Data supplied:
>> START
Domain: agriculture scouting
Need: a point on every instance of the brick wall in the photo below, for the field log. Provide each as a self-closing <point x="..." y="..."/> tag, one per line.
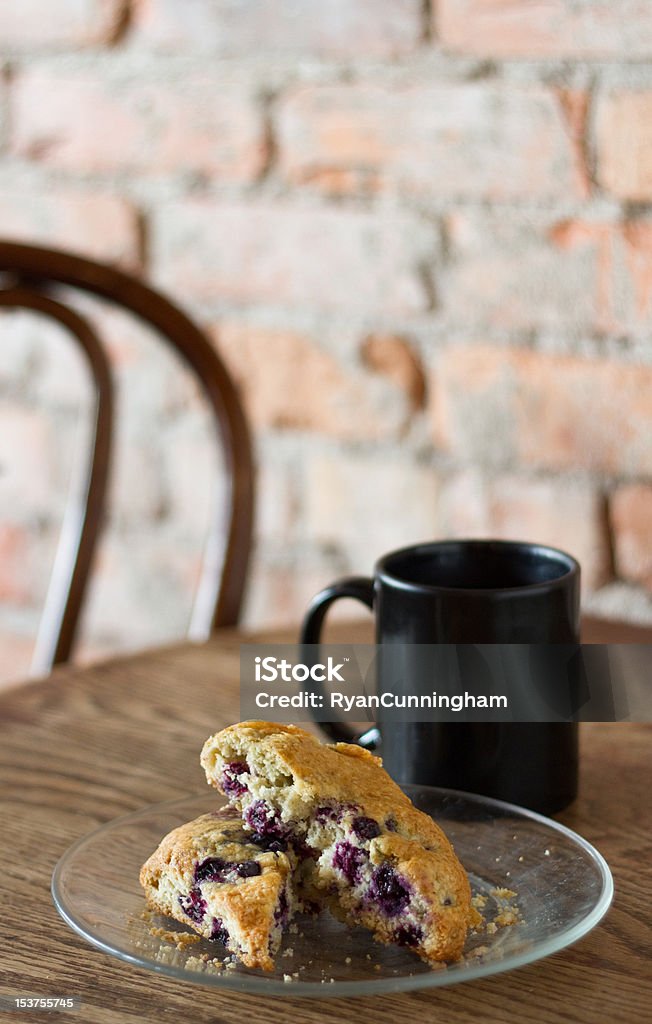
<point x="420" y="235"/>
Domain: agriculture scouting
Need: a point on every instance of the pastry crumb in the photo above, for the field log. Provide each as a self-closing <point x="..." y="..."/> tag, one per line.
<point x="508" y="916"/>
<point x="502" y="893"/>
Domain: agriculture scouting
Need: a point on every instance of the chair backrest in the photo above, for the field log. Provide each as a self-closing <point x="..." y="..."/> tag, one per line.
<point x="30" y="279"/>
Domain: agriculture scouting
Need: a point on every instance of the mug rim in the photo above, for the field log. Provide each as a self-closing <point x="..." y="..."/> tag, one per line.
<point x="383" y="571"/>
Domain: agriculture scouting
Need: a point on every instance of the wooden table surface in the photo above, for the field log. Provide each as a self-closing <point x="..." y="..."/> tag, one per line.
<point x="92" y="743"/>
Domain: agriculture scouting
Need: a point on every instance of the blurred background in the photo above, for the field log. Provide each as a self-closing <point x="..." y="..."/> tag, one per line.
<point x="420" y="235"/>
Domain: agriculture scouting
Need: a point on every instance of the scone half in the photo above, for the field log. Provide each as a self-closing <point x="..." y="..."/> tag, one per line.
<point x="366" y="852"/>
<point x="207" y="875"/>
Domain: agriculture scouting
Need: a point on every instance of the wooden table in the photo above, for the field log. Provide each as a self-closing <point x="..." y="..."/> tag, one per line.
<point x="91" y="743"/>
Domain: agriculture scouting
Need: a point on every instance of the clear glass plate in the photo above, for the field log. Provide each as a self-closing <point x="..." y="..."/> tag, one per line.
<point x="563" y="888"/>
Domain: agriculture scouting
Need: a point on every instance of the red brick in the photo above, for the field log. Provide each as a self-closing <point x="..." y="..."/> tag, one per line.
<point x="87" y="122"/>
<point x="632" y="524"/>
<point x="98" y="226"/>
<point x="289" y="381"/>
<point x="476" y="139"/>
<point x="358" y="28"/>
<point x="624" y="144"/>
<point x="34" y="25"/>
<point x="28" y="458"/>
<point x="532" y="271"/>
<point x="515" y="272"/>
<point x="363" y="506"/>
<point x="566" y="514"/>
<point x="393" y="357"/>
<point x="317" y="258"/>
<point x="16" y="655"/>
<point x="550" y="28"/>
<point x="495" y="406"/>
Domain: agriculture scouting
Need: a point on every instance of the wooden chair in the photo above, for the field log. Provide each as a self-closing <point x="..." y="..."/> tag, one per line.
<point x="30" y="279"/>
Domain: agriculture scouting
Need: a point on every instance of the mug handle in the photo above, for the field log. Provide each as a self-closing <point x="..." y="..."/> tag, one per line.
<point x="361" y="589"/>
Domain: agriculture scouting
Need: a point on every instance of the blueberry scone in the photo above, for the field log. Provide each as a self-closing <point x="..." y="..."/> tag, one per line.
<point x="363" y="849"/>
<point x="208" y="875"/>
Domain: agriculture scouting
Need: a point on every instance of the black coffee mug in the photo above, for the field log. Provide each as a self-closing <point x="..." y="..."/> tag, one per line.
<point x="468" y="592"/>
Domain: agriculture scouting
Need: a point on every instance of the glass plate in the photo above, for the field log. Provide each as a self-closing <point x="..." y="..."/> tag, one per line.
<point x="563" y="888"/>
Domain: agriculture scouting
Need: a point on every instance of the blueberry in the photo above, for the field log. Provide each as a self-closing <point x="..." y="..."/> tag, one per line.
>> END
Do this: From the records given above, reproduce all text exactly and exclude each picture.

Reply to the task:
Domain: agriculture scouting
Need: a point on every instance of the brick wall in the photo below, for the field log. Provide each as a self-closing <point x="..." y="..."/> tag, one per line.
<point x="420" y="235"/>
Domain: agriculture scouting
Need: a point on every instance of the pastry crumb in the photo above, for the field log. Provide each as a self-closing <point x="..." y="..."/> tag, one per line.
<point x="508" y="916"/>
<point x="502" y="893"/>
Domain: agriculture scouting
Need: a point on every instance of the chair backrest in the photo above, for the field log. Provide each as a self-closing <point x="..." y="..."/> tag, one per line.
<point x="30" y="279"/>
Domain: agriculture scouting
Need: a point on every instance of the mug rim in the photo above, for the field log. Provide each as a self-closing <point x="..." y="..."/> tag, one per line.
<point x="383" y="571"/>
Domain: agriculture scouting
Need: a point on every instance of the wooden table surface in the photo above, for the field log. Provide each as a self-closing <point x="..." y="..."/> tag, one per line.
<point x="92" y="743"/>
Domain: agriculture scouting
Need: a point on every instance of the blurred background in the photo above, for the field log. Provide each as a self-closing <point x="..." y="..."/> tag, one per line.
<point x="420" y="235"/>
Domain: agriculture scouting
Need: a point on every instance of the scone half in the photo above, for the field log. Provide each as a self-closing <point x="..." y="..."/> tag, one per line.
<point x="366" y="852"/>
<point x="207" y="875"/>
Domain: agriculture scouting
Need: a point on every instance of the wooden table in the photo above, for the field log. Provide each as a self-closing <point x="..." y="..."/> tag, one per line.
<point x="91" y="743"/>
Domain: agriculture scouting
Need: a point on every instance of the clear glass plate in the photo above, for the field log. Provide each as a self-closing <point x="..." y="..."/> tag, one per line.
<point x="563" y="888"/>
Domain: agriculture scouting
Need: a point on every instance of the red brick in the photo above, for the field log. Provide each as a self-closing <point x="..." y="..."/> tag, one per line.
<point x="87" y="122"/>
<point x="632" y="524"/>
<point x="98" y="226"/>
<point x="289" y="381"/>
<point x="476" y="139"/>
<point x="358" y="28"/>
<point x="624" y="144"/>
<point x="34" y="25"/>
<point x="28" y="458"/>
<point x="532" y="271"/>
<point x="515" y="272"/>
<point x="363" y="506"/>
<point x="566" y="514"/>
<point x="393" y="357"/>
<point x="317" y="258"/>
<point x="16" y="655"/>
<point x="550" y="28"/>
<point x="495" y="406"/>
Domain: agriculture scouting
Need: a point on every instance of the wooden chair in the photo above, for the field log. Provide each as a self-closing <point x="..." y="..."/> tag, one per line.
<point x="30" y="279"/>
Domain: agriculture scouting
Need: a point on every instance of the mug handle in the photo above, for the field log. Provide each as a self-closing <point x="..." y="..."/> tag, one per line.
<point x="361" y="589"/>
Domain: agriculture scouting
Need: a point on every instance of the blueberry scone in the photo above, for the field log. Provide each as a self-closing <point x="..." y="..."/> tag, one per line.
<point x="363" y="849"/>
<point x="208" y="875"/>
Domain: agriculture scouting
Need: a point on every instance of the black coffee mug in the photo above, for the field log. Provide each as a self-closing <point x="..." y="..."/> tag, one per line.
<point x="468" y="592"/>
Domain: agriculture scouting
Need: a point on every instance of the glass plate in the photo above, for the field log. Provide each as a self-closing <point x="..." y="..."/> tag, one per line.
<point x="563" y="888"/>
Domain: agriculture scouting
Need: a point on every instance of the blueberry in the photo above, for the field log. Provide each as a self-closing <point x="..." y="..."/> tag, one per line.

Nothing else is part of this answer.